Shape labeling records
----------

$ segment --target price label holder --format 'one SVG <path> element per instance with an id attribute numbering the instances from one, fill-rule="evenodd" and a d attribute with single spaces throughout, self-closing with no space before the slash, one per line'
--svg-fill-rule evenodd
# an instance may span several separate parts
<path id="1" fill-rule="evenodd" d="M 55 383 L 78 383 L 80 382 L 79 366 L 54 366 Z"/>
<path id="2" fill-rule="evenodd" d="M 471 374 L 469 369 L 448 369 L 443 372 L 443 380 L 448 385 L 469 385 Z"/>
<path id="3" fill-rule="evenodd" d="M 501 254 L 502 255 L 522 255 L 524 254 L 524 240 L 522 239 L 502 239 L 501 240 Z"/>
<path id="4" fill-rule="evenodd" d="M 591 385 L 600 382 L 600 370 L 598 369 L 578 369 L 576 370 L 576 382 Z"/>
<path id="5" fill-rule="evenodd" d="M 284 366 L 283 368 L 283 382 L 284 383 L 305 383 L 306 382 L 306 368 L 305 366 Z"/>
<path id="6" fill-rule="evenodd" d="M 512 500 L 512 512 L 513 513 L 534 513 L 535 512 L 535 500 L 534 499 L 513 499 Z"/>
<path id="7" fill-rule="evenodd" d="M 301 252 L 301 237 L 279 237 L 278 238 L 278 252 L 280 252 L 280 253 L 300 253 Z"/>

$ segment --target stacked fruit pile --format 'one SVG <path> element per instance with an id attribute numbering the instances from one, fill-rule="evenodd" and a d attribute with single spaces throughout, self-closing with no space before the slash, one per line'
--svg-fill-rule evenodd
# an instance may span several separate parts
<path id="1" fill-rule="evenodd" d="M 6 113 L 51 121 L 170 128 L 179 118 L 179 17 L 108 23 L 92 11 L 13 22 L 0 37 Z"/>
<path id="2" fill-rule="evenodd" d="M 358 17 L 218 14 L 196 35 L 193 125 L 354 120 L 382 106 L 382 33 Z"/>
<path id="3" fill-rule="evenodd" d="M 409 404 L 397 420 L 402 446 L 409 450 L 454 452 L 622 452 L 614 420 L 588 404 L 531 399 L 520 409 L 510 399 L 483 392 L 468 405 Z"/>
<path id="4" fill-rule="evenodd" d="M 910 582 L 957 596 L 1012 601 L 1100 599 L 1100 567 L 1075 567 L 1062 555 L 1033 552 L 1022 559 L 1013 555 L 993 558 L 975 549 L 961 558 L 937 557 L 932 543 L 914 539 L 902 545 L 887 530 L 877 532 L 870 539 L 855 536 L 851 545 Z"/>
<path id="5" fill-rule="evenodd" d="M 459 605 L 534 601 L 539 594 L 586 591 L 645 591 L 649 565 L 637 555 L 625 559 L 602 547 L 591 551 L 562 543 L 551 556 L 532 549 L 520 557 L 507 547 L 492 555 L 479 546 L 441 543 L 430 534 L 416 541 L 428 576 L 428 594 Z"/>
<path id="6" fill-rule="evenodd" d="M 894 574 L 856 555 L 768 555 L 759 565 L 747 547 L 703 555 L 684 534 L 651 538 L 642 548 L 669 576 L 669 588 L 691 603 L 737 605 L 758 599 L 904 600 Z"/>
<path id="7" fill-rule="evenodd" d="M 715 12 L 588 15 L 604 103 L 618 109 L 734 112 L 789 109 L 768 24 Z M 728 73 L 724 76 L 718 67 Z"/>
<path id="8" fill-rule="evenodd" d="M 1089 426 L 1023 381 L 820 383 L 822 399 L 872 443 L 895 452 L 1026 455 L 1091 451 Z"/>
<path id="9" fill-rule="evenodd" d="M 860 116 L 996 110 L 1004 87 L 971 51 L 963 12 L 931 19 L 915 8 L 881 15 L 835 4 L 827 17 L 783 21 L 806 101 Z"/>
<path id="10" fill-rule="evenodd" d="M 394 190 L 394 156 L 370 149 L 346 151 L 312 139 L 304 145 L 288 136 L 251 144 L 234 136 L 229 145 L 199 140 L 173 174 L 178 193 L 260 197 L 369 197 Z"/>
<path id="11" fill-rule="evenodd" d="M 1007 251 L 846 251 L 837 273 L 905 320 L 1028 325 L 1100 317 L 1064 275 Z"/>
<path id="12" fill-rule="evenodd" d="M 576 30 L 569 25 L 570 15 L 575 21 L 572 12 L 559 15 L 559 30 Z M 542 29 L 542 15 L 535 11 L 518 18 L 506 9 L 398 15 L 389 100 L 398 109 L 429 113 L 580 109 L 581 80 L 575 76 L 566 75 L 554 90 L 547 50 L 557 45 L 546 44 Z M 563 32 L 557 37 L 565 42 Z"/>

----------

● **TASK GOAL**
Rewrite every line from the one containing "segment --target stacked" through the one containing "860 116 L 996", command lines included. Scale each outline coordinate by 1.05 and round it to a whole number, rounding halves up.

● **EXERCISE OUTPUT**
$ segment --target stacked fruit pile --format 'one SVG <path> element per instance with an id attribute numbering the instances from one, fill-rule="evenodd" and a d attribute with single spaces throughout, self-closing with no space before the slash, one per line'
--svg-fill-rule evenodd
# an instance may span several separate parts
<path id="1" fill-rule="evenodd" d="M 6 119 L 54 127 L 179 134 L 188 124 L 188 18 L 113 24 L 97 12 L 14 23 L 0 39 Z"/>
<path id="2" fill-rule="evenodd" d="M 376 18 L 229 15 L 206 37 L 203 131 L 372 126 L 401 111 L 401 35 Z"/>
<path id="3" fill-rule="evenodd" d="M 429 424 L 417 441 L 422 468 L 429 473 L 477 475 L 653 475 L 645 441 L 617 424 L 558 419 L 546 429 L 536 419 L 507 412 L 491 425 Z"/>
<path id="4" fill-rule="evenodd" d="M 956 611 L 1005 626 L 1063 631 L 1155 629 L 1155 595 L 1129 595 L 1115 583 L 1085 580 L 1073 587 L 1064 583 L 1043 586 L 1024 576 L 1009 586 L 984 585 L 979 570 L 960 566 L 947 572 L 931 557 L 921 559 L 914 566 L 898 563 L 894 572 Z"/>
<path id="5" fill-rule="evenodd" d="M 482 635 L 561 631 L 566 624 L 615 621 L 677 621 L 681 593 L 669 583 L 656 587 L 632 574 L 621 579 L 590 570 L 579 584 L 559 576 L 546 585 L 532 574 L 517 583 L 503 573 L 463 570 L 452 561 L 437 568 L 449 605 L 449 624 Z"/>
<path id="6" fill-rule="evenodd" d="M 939 603 L 899 583 L 806 583 L 797 593 L 784 574 L 738 583 L 718 561 L 684 565 L 674 575 L 702 605 L 702 617 L 726 633 L 774 635 L 796 629 L 949 630 Z"/>
<path id="7" fill-rule="evenodd" d="M 751 13 L 617 16 L 634 108 L 649 114 L 771 118 L 828 114 L 806 25 Z M 764 77 L 760 80 L 754 70 Z"/>
<path id="8" fill-rule="evenodd" d="M 1143 447 L 1074 400 L 861 402 L 863 419 L 916 465 L 940 475 L 1077 478 L 1146 474 Z"/>
<path id="9" fill-rule="evenodd" d="M 903 122 L 1046 116 L 1054 91 L 1020 54 L 1011 13 L 978 20 L 961 8 L 925 16 L 877 4 L 868 18 L 822 22 L 846 106 Z"/>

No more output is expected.